**Task objective**
Copy every one of the lines below without changing anything.

[Start Records shown]

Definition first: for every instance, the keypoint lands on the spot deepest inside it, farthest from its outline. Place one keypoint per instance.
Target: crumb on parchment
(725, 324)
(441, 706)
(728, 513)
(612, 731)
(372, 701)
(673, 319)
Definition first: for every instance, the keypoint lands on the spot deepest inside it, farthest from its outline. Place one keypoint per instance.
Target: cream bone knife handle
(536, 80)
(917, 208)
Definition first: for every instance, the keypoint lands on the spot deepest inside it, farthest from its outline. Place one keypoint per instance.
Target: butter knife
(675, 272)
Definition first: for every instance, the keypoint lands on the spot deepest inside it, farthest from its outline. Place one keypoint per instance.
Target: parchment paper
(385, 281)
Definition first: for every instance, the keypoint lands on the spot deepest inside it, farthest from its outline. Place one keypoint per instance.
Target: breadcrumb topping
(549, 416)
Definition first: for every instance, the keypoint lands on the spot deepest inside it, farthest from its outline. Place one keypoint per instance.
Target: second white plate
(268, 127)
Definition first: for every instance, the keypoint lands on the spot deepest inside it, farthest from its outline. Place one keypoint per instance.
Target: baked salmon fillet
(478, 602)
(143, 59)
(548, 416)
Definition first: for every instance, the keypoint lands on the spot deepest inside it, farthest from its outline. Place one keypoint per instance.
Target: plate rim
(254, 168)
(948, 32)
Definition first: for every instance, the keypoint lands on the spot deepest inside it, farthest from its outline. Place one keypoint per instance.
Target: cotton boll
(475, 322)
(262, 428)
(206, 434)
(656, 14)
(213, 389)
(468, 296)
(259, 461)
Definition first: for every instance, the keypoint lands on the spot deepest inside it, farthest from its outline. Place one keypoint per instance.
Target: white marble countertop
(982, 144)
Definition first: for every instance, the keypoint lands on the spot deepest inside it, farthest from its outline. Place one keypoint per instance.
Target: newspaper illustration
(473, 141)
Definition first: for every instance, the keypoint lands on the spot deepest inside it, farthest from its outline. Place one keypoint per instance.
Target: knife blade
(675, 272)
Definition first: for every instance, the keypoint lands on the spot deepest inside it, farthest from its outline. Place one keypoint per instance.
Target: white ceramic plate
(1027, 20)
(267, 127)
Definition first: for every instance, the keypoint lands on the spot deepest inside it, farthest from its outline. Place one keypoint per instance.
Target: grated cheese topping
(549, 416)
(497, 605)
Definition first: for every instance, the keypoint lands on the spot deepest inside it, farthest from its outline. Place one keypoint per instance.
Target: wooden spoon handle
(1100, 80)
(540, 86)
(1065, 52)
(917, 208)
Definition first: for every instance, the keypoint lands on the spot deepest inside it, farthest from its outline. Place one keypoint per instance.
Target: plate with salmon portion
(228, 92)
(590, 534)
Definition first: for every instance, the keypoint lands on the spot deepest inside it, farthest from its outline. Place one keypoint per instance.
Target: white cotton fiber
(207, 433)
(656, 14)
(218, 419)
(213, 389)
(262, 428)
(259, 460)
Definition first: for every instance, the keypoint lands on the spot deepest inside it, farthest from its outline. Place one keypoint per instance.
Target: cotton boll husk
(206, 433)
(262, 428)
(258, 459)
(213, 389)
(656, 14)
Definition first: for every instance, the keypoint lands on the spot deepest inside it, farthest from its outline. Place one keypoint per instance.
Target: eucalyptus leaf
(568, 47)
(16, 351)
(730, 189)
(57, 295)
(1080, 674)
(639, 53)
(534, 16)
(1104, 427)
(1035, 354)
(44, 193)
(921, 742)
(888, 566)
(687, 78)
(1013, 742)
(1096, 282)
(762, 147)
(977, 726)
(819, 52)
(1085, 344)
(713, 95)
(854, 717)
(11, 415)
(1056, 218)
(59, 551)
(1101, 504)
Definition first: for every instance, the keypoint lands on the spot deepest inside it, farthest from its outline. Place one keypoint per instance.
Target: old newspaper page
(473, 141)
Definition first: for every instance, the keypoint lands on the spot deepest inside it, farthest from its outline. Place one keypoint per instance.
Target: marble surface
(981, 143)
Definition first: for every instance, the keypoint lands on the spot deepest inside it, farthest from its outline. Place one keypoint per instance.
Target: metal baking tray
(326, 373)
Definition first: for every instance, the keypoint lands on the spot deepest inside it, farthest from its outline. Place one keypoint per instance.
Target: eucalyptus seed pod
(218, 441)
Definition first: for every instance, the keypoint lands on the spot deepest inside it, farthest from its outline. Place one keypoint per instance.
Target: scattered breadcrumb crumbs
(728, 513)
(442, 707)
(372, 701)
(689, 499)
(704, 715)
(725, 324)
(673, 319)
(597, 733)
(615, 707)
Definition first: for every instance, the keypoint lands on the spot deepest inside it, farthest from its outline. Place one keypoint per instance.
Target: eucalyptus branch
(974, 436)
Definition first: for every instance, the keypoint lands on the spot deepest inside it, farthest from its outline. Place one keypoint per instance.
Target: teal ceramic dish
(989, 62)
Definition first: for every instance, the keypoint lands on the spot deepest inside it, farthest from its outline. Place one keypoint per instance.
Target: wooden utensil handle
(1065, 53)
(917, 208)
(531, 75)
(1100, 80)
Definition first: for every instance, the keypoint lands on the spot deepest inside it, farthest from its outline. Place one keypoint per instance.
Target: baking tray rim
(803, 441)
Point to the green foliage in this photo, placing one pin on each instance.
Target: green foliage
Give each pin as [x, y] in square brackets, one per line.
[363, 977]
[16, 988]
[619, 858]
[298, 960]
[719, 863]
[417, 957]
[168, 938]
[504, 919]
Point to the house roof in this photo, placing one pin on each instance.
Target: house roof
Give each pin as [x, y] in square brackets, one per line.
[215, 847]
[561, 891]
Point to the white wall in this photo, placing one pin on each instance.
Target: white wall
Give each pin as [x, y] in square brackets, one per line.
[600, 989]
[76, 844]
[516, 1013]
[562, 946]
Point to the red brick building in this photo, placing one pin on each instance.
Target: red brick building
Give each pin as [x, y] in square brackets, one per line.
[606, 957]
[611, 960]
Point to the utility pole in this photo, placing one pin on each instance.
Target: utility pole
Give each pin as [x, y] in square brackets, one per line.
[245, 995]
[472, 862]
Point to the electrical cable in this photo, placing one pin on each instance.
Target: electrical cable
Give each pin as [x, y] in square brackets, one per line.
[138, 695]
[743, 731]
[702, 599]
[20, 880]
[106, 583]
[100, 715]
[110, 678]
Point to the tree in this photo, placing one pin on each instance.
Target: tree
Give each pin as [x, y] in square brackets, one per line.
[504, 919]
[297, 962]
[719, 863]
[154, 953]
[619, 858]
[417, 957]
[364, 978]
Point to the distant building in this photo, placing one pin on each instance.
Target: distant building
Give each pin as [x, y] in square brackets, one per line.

[End Records shown]

**Reply to the task**
Definition first: for every instance, the keypoint lands on the spot deepest inside it, farthest from its outline. Place one keypoint per instance.
Target: crumb on parchment
(725, 324)
(441, 706)
(728, 513)
(612, 731)
(372, 701)
(673, 319)
Definition first: for every instance, the keypoint lands on the spot deepest inside it, farthest from its outline. Place one keypoint per instance.
Target: cream bone knife handle
(536, 80)
(917, 208)
Definition first: for every instance, the keypoint lands on the spot deepest inside it, farthest from its outline. Place one keypoint per instance.
Target: butter knife
(675, 272)
Definition first: for every instance, the keypoint lands on the spot deepest inside it, farthest from its outline. Place one keypoint per instance.
Target: parchment paper
(385, 281)
Definition first: for every instance, the keypoint lands on the spot deepest inside it, farthest from its outline. Place one keypoint per instance.
Target: breadcrumb topping
(549, 416)
Definition first: for every instance, the keypoint lands on the spot deepest inside it, farthest from its outline. Place one keypoint per instance.
Target: second white plate
(268, 127)
Definition first: for every instance, the keypoint lands on the spot deepest inside it, farthest from its outline. Place one keypoint per instance.
Target: baked salmon fillet
(478, 602)
(143, 59)
(548, 416)
Definition first: for every instance, the keypoint lands on the spot deepest inside it, farthest from its outline. Place one keypoint per instance.
Target: plate rim
(254, 168)
(948, 32)
Definition first: for every instance, the keypoint lands on the spot deepest inside it, farthest from its outline. Place one keypoint per instance.
Target: cotton boll
(475, 322)
(262, 428)
(206, 434)
(656, 14)
(213, 389)
(468, 296)
(259, 461)
Definition first: for every instance, the keypoint lands on the spot deepest inside it, farthest from its outline. Place one keypoint per instance.
Target: white marble countertop
(982, 144)
Definition first: for every instance, the keypoint lands on the spot deepest inside it, farthest from its outline. Place one keypoint per instance.
Target: newspaper illustration
(473, 141)
Definition first: for every instance, the keypoint lands on the spot deepest inside it, farthest from its outline. Place one keypoint per instance.
Target: knife blade
(675, 272)
Definition first: for every instance, the keypoint lands on the spot deepest inside it, farthest from its outline. Place one keypoint per instance.
Target: white ceramic plate
(1027, 20)
(267, 127)
Definition first: for every instance, the keypoint lands on the spot deepest inside it, farthest from its outline. Place one keypoint per instance.
Target: grated cheese topping
(549, 416)
(497, 605)
Definition first: for every instance, the keypoint lands on the spot deepest inside it, farthest from its outline. Place one keypoint per instance.
Target: wooden spoon handle
(1100, 80)
(540, 86)
(1065, 52)
(917, 208)
Definition first: for every instance, the keypoint lands on the spot deepest inside it, farthest from its outline. Place one keypoint per instance.
Target: plate with salmon portion
(228, 92)
(590, 534)
Definition first: for every instance, the keypoint lands on the spot deepest inside it, farthest from its outline. Place one keypoint per instance.
Target: white cotton fiber
(207, 433)
(656, 14)
(218, 419)
(213, 389)
(262, 428)
(259, 460)
Definition first: for every instance, the keypoint lands on the spot deepest inside it, farthest from its outline. Place one keypoint per instance.
Target: cotton boll husk
(206, 433)
(262, 428)
(258, 459)
(213, 389)
(656, 14)
Definition first: for every instance, the keypoint lands on the spot deepest inside it, farthest from its outline. Place one keypoint per instance.
Target: eucalyptus leaf
(568, 47)
(16, 351)
(730, 189)
(57, 295)
(1080, 674)
(639, 53)
(534, 16)
(1104, 427)
(1035, 354)
(44, 193)
(921, 742)
(888, 566)
(687, 78)
(1013, 742)
(1096, 282)
(762, 147)
(977, 726)
(819, 52)
(1085, 344)
(713, 95)
(854, 717)
(11, 415)
(1056, 218)
(59, 551)
(1101, 504)
Definition first: for every instance, the keypoint lands on the spot deepest inside it, farthest from its outline. Place one keypoint per instance.
Target: old newspaper page
(473, 141)
Definition first: for every instance, the keypoint lands on the spot deepest inside it, farthest from its outline. Place one keypoint per instance.
Target: marble surface
(981, 143)
Definition first: for every instance, the keypoint lands on the spot deepest inside it, farthest from its outline. Place one keypoint per instance.
Target: metal baking tray
(326, 373)
Definition first: for every instance, the keypoint lands on the spot deepest inside it, farthest from its outline. Place one keypoint per instance.
Target: eucalyptus seed pod
(218, 441)
Definition first: for every instance, the keypoint lands on the spot deepest inside it, farthest from its outline. Place one keypoint per instance.
Target: scattered breadcrumb crumbs
(728, 513)
(442, 707)
(372, 701)
(689, 499)
(704, 715)
(725, 324)
(673, 319)
(597, 733)
(615, 707)
Definition first: for every instance, the keypoint lands on the spot deepest inside it, farthest from its outline. Place one keypoint per instance.
Target: eucalyptus branch
(974, 436)
Definition first: for every instance, the keypoint lands on the spot deepest inside it, farthest from its outline. Place one keypoint per instance.
Target: teal ceramic dish
(989, 62)
Definition first: for every instance, the keypoint lands on the spot deepest inside it, farthest from its outline. Place one keypoint per instance.
Target: wooden utensil handle
(1065, 53)
(917, 208)
(531, 75)
(1100, 80)
Definition first: for every instance, the keypoint lands on the spot deepest inside it, farthest from its outline. Place one keypoint per instance.
Target: baking tray rim
(803, 441)
Point to the green foliage in this photo, placing one pin on each instance.
Target: green foliage
Give each pin as [x, y] in square brackets, one per line.
[363, 977]
[16, 988]
[619, 858]
[298, 960]
[719, 863]
[417, 957]
[168, 938]
[504, 919]
Point to the house roof in this photo, placing one pin on each instance.
Target: house roof
Give each pin as [x, y] in square brackets, one per line.
[215, 847]
[561, 891]
Point to the white wall in this photo, placing one pin on each instance.
Target: white wall
Give each pin as [x, y] in square brackets, one per line.
[600, 989]
[76, 844]
[516, 1013]
[562, 946]
Point to the red brick building in this photo, placing one pin on each instance.
Target: red brick building
Give each pin as [x, y] in square brackets, one per line.
[606, 957]
[611, 960]
Point to the utility pole in this photo, placing one pin on each instance.
Target: utility pole
Give each pin as [x, y] in square brackets, one per line.
[245, 995]
[472, 862]
Point to the electrical cable in this photo, placing one pin on each instance.
Target: electrical cable
Give each pin as [x, y] in square brackets, one per line.
[138, 695]
[743, 731]
[702, 599]
[20, 880]
[106, 583]
[100, 715]
[110, 678]
Point to the tree in this photo, placing one pin on each instance.
Target: tree
Give each pin as [x, y] in square brackets, one per line.
[504, 919]
[297, 962]
[719, 863]
[154, 953]
[619, 858]
[417, 957]
[364, 978]
Point to the distant building in this photo, placing one pin on each instance.
Target: distant building
Give each pin as [x, y] in square brackets, one per line.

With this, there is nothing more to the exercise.